**Record extracts:**
--

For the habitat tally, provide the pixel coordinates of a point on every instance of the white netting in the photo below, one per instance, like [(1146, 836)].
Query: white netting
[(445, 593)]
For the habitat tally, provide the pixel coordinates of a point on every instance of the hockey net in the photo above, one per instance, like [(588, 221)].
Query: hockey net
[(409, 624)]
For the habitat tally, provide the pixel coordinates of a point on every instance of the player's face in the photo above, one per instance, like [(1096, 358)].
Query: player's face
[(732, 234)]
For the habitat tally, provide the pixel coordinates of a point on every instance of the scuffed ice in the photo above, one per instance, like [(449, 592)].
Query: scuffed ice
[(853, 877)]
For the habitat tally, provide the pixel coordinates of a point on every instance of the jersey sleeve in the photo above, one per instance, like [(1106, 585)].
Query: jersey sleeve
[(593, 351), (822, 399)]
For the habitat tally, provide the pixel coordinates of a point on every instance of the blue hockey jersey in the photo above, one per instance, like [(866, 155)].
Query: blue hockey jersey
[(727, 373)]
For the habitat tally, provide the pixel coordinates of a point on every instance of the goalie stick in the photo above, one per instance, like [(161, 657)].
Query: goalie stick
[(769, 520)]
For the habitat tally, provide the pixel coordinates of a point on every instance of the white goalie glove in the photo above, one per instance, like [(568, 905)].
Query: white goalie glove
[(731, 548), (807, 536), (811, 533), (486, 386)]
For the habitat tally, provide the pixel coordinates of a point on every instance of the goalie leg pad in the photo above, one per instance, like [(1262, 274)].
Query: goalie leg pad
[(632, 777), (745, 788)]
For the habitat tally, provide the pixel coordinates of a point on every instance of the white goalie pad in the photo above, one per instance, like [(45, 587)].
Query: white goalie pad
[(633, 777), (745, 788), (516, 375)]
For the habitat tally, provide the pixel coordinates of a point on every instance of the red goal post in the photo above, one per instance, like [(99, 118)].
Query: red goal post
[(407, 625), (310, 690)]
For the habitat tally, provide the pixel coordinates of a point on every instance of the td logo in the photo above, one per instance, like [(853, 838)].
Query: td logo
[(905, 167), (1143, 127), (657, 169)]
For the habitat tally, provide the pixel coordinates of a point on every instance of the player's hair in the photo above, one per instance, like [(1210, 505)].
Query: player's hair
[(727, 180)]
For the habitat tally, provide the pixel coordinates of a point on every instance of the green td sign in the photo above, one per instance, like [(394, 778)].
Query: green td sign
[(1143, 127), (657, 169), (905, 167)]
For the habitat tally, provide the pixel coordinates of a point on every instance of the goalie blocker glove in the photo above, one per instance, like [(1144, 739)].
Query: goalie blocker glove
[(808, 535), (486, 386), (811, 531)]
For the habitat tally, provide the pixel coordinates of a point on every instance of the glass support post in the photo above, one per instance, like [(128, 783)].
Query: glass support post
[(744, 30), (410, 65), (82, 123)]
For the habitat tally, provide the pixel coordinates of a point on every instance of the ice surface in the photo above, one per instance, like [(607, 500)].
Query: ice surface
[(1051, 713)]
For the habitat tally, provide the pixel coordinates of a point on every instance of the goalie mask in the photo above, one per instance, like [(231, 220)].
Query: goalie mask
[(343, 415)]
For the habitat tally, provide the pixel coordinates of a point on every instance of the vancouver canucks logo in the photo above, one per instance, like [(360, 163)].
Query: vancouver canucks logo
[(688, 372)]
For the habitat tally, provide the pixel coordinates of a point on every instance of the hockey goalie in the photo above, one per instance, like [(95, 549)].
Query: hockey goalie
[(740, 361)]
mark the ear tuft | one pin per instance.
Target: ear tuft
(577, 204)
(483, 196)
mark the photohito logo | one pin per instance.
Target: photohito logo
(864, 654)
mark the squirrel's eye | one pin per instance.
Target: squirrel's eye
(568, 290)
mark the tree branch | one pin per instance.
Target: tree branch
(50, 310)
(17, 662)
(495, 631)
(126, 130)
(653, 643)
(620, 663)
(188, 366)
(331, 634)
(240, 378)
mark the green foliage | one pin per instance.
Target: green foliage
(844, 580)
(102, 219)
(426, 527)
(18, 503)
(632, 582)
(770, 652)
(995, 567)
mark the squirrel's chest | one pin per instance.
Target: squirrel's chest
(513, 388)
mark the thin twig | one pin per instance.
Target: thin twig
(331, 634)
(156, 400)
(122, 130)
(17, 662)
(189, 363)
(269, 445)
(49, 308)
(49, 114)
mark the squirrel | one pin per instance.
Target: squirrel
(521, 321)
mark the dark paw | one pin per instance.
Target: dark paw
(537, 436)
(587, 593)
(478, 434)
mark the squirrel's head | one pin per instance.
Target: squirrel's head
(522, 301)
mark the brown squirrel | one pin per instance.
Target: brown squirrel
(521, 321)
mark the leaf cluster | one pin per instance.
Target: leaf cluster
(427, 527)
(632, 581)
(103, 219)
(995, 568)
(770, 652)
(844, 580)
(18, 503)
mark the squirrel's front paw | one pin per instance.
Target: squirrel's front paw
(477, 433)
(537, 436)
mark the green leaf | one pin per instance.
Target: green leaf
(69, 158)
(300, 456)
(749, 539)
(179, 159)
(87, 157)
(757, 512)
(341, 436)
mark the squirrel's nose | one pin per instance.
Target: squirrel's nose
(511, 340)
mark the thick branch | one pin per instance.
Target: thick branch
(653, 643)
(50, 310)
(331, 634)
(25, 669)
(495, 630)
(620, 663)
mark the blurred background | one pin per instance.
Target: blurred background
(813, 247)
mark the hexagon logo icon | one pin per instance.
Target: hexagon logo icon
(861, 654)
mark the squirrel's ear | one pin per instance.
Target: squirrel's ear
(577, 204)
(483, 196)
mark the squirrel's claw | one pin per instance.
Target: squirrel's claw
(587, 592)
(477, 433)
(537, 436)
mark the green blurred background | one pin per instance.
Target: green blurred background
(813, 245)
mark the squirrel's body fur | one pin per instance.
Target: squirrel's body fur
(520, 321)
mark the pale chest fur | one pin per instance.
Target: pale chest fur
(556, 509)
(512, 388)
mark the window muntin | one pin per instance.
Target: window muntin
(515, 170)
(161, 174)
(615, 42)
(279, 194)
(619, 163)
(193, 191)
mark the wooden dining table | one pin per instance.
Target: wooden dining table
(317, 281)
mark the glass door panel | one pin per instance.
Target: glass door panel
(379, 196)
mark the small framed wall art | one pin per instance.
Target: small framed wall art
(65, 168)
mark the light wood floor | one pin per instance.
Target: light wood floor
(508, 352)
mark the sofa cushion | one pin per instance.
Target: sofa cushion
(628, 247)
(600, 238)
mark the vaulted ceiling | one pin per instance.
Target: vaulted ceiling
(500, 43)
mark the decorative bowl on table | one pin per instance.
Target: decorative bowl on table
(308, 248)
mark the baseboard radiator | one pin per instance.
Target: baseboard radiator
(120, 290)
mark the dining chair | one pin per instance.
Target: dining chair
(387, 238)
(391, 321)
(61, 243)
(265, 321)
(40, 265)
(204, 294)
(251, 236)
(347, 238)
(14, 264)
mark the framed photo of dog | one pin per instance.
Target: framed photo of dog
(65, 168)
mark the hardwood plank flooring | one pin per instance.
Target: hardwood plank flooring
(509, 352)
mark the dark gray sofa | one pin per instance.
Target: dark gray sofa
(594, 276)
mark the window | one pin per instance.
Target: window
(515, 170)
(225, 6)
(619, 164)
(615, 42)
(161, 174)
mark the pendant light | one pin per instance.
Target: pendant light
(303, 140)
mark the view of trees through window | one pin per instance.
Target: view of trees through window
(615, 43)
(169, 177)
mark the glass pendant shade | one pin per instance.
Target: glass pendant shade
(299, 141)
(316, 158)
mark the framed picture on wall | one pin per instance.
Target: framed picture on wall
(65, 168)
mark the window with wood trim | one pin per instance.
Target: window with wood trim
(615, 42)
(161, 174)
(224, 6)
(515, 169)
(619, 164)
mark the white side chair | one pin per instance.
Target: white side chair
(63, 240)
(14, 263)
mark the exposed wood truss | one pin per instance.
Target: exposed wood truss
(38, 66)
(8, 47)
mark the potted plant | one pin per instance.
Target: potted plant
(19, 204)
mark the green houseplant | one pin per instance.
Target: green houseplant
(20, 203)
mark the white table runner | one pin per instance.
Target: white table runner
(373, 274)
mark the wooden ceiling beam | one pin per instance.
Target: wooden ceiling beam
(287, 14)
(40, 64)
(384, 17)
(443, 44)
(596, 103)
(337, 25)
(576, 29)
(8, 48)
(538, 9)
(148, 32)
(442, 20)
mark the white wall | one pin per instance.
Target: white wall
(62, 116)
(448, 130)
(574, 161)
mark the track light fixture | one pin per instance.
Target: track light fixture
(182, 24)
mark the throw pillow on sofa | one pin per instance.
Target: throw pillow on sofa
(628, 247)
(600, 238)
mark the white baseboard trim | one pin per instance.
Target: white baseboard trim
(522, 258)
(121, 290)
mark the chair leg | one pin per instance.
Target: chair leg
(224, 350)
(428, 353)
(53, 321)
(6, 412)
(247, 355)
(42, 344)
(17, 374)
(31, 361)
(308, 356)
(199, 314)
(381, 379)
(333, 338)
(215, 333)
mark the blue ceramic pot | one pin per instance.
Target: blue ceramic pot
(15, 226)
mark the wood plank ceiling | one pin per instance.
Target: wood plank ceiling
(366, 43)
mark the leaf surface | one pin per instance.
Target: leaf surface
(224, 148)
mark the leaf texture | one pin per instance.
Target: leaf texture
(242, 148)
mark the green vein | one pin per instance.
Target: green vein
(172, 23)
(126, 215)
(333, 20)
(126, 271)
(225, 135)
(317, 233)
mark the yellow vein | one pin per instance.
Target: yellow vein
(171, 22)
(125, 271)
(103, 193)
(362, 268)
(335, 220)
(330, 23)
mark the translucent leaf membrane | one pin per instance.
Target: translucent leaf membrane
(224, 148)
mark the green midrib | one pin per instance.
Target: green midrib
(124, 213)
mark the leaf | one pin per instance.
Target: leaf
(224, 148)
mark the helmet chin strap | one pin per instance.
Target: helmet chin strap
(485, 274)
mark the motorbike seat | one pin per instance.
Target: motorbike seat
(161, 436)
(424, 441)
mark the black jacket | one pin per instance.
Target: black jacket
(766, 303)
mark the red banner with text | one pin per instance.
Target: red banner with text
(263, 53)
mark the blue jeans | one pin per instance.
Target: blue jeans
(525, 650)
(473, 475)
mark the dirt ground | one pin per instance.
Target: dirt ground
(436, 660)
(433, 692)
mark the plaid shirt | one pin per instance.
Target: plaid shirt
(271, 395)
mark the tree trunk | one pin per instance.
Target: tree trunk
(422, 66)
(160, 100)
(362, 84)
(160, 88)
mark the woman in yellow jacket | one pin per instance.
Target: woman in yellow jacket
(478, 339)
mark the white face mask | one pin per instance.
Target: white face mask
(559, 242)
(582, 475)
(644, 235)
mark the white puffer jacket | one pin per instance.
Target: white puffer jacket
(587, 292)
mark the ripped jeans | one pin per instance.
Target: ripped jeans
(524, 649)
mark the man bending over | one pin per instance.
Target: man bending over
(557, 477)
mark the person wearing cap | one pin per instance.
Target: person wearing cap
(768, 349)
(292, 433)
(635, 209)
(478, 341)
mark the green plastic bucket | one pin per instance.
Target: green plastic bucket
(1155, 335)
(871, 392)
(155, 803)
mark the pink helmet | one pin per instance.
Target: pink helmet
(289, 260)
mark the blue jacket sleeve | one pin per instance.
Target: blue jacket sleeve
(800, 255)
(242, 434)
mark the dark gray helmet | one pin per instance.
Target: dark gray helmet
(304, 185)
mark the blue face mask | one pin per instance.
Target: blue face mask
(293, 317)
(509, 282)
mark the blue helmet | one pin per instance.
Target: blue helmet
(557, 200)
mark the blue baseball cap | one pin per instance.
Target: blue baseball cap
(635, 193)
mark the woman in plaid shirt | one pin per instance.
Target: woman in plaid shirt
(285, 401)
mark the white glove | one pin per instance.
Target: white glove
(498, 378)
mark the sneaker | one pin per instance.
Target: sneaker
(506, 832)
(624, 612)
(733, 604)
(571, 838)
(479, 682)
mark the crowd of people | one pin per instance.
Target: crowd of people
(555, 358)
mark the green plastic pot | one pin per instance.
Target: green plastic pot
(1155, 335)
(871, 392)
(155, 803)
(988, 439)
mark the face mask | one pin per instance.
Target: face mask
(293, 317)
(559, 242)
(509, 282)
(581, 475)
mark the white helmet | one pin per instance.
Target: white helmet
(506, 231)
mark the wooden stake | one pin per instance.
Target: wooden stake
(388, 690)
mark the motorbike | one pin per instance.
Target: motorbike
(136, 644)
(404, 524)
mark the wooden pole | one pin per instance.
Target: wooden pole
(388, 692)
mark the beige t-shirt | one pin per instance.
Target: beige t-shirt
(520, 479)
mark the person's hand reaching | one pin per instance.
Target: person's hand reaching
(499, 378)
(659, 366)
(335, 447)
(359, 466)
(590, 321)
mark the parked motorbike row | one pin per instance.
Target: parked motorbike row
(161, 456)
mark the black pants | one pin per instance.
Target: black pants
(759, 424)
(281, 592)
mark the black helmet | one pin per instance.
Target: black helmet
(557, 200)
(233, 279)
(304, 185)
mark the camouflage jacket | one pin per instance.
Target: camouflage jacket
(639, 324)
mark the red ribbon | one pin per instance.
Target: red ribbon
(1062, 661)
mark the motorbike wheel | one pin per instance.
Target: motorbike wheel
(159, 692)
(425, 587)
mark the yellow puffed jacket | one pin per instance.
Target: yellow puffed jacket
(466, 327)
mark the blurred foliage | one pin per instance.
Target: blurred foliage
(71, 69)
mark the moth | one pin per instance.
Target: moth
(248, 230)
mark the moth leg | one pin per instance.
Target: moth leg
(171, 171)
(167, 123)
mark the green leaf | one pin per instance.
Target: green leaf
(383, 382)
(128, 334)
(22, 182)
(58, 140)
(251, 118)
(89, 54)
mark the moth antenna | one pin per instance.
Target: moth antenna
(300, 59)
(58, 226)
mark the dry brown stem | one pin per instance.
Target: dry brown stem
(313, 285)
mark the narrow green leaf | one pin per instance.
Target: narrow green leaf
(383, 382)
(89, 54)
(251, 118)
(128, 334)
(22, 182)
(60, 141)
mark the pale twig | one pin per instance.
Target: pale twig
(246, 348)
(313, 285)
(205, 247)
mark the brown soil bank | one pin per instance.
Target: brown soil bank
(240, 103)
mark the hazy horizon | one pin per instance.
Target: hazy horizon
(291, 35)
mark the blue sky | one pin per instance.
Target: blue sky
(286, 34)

--

**Task item:** Nothing should appear in the answer except the lines above from the line with "mark the motorbike | one pin per instance." through the line with "mark the red ribbon | one pin per instance.", both included, written out exactly.

**Solved exercise:**
mark the motorbike | one pin per instance.
Target: motorbike
(136, 644)
(404, 524)
mark the wooden pole | one pin per instance.
Target: wooden pole
(388, 692)
mark the beige t-shirt | one pin per instance.
Target: beige t-shirt
(520, 479)
mark the person's hand reaching | one pin per instance.
Target: person's hand reaching
(499, 378)
(659, 366)
(335, 447)
(359, 466)
(590, 321)
mark the parked motorbike row | one pin per instance.
Target: parked motorbike row
(161, 456)
mark the black pants | one pin per instance.
Target: black pants
(759, 424)
(281, 592)
mark the black helmet | one pin per instance.
Target: black helmet
(557, 200)
(233, 279)
(304, 185)
mark the camouflage jacket | one pin per instance.
Target: camouflage jacket
(639, 324)
mark the red ribbon | one pin per instance.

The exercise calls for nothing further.